What the exercise asks:
Reproduce each record exactly, leaving nothing out.

Given records:

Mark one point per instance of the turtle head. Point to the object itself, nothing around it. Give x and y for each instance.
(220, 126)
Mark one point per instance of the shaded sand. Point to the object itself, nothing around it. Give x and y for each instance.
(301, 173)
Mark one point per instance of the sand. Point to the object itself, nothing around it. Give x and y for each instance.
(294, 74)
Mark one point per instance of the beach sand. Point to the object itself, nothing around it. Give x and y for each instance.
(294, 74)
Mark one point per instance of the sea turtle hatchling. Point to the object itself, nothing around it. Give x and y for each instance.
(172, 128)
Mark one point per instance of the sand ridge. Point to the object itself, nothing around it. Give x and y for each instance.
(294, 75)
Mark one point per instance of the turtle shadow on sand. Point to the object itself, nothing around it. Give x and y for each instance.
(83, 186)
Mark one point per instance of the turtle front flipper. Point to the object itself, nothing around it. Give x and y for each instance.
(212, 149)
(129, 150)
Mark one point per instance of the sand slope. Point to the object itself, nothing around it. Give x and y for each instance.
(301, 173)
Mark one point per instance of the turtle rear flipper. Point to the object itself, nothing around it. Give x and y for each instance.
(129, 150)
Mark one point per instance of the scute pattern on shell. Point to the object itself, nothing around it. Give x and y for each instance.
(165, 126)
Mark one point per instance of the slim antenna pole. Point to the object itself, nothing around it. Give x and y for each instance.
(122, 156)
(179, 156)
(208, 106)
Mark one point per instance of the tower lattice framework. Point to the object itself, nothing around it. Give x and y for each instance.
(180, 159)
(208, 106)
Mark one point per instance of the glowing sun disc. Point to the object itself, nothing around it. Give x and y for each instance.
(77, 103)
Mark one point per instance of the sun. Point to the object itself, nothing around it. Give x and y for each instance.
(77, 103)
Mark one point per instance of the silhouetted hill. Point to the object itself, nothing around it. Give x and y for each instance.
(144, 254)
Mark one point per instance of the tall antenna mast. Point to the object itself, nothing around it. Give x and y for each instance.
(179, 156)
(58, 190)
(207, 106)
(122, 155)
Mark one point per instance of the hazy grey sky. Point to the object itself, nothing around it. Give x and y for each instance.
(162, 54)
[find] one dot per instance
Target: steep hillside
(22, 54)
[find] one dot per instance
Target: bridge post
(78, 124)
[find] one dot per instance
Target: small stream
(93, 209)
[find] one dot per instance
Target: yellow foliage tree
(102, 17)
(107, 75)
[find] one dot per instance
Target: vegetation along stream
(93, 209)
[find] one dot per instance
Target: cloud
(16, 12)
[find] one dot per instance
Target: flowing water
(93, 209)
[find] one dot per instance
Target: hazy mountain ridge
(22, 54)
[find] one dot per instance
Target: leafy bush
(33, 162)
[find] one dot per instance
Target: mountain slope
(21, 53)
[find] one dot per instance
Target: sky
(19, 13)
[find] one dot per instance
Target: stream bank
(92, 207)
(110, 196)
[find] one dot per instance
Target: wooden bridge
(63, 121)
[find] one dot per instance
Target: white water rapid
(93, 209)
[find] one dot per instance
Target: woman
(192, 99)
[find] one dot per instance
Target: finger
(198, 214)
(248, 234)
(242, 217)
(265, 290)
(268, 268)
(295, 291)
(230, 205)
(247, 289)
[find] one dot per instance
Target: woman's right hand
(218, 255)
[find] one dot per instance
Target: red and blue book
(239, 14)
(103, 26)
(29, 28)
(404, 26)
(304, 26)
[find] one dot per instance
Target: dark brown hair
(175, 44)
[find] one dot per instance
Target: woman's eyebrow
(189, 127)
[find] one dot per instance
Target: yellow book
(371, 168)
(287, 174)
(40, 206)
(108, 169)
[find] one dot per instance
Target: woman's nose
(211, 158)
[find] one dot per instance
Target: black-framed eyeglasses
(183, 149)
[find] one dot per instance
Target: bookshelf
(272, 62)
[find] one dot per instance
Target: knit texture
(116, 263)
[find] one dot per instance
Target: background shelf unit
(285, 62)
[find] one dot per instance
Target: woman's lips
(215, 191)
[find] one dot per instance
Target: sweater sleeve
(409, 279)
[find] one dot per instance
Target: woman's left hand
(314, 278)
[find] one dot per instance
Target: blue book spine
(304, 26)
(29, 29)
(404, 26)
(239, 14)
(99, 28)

Answer to the problem:
Mark one point per instance of the turtle head. Point to the object itself, nothing around it. Give x and y for each instance.
(220, 126)
Mark one point per instance of the shaded sand. Point to the object itself, nothing around it. Give x and y for each instance.
(301, 173)
Mark one point per instance of the sand. Point to the object itself, nothing around it. Give x and y for each instance.
(294, 74)
Mark one point per instance of the beach sand. Point to the object itself, nothing around it. Give x and y for each instance.
(294, 74)
Mark one point per instance of the sea turtle hatchling. Point to the object itself, nothing around it. Give x and y for each instance.
(172, 128)
Mark one point per instance of the sand ridge. Point to the object itself, nothing around it. Give x and y for each instance.
(294, 75)
Mark one point per instance of the turtle shadow on sand. Point to the object itself, nothing around it. Give x and y for each instance.
(83, 186)
Mark one point per instance of the turtle front flipper. Point to the object itself, nothing around it. Give x and y for each instance.
(212, 149)
(129, 150)
Mark one point per instance of the sand slope. Point to the object itself, nothing around it. Give x and y for each instance.
(301, 173)
Mark one point per instance of the turtle rear flipper. Point to the object itself, nothing around it. Give x and y for each instance.
(129, 150)
Mark one point per instance of the scute pattern on shell. Point to the object itself, nothing around it. Give x and y for each instance.
(165, 126)
Mark one point per instance of the slim antenna pole. Point to the object itself, nothing around it. Give x and y for each instance.
(122, 156)
(179, 156)
(208, 106)
Mark one point per instance of the tower lattice framework. Point to the object itself, nothing around it. Give x and y for each instance.
(180, 159)
(208, 106)
Mark one point per instance of the glowing sun disc. Point to the object itself, nothing around it. Give x and y for each instance.
(77, 103)
Mark one point per instance of the sun. Point to the object itself, nothing around it. Give x and y for each instance.
(77, 103)
Mark one point per instance of the silhouetted hill. Point to the object itself, nothing around it. Give x and y for each instance.
(144, 254)
Mark one point per instance of the tall antenna mast. Point to the object itself, nothing around it. Give x and y for each instance.
(179, 156)
(58, 190)
(207, 106)
(122, 155)
Mark one point per instance of the hazy grey sky. Point to the object itself, nothing around it. Give x and y for each instance.
(162, 54)
[find] one dot per instance
Target: steep hillside
(22, 54)
[find] one dot per instance
Target: bridge post
(78, 124)
[find] one dot per instance
Target: small stream
(93, 209)
[find] one dot per instance
Target: yellow foliage tree
(102, 17)
(107, 75)
[find] one dot per instance
Target: vegetation along stream
(93, 209)
[find] one dot per instance
Target: cloud
(16, 12)
[find] one dot per instance
Target: flowing water
(93, 209)
[find] one dot per instance
Target: hazy mountain ridge
(22, 54)
[find] one dot per instance
Target: leafy bush
(33, 162)
[find] one dot per instance
Target: mountain slope
(21, 53)
[find] one dot per instance
Target: sky
(19, 13)
[find] one dot per instance
Target: stream bank
(92, 207)
(110, 196)
[find] one dot per instance
Target: wooden bridge
(63, 121)
[find] one dot per instance
Target: white water rapid
(93, 209)
[find] one dot per instance
Target: woman
(192, 99)
[find] one dot per instance
Target: finger
(198, 214)
(248, 234)
(242, 217)
(265, 290)
(268, 268)
(295, 291)
(230, 205)
(247, 289)
[find] one dot per instance
Target: woman's right hand
(218, 255)
[find] one dot per instance
Target: red and blue book
(239, 14)
(103, 26)
(29, 28)
(404, 26)
(304, 26)
[find] one dot per instance
Target: dark brown hair
(175, 44)
[find] one dot per instance
Target: woman's eyebrow
(189, 127)
[find] one dot per instance
Target: yellow book
(371, 168)
(287, 174)
(40, 206)
(108, 169)
[find] one dot per instance
Target: woman's nose
(211, 158)
[find] one dot per instance
Target: black-framed eyeglasses
(183, 149)
[find] one dot per instance
Target: bookshelf
(272, 62)
[find] one dot per instance
Target: knit texture
(116, 263)
[find] one dot per instance
Target: background shelf unit
(285, 62)
[find] one dot per instance
Target: woman's lips
(215, 191)
[find] one dot per instance
Target: sweater sleeve
(409, 279)
[find] one dot per instance
Target: woman's left hand
(314, 278)
[find] one dot per instance
Target: blue book spine
(304, 26)
(29, 29)
(404, 26)
(239, 14)
(99, 28)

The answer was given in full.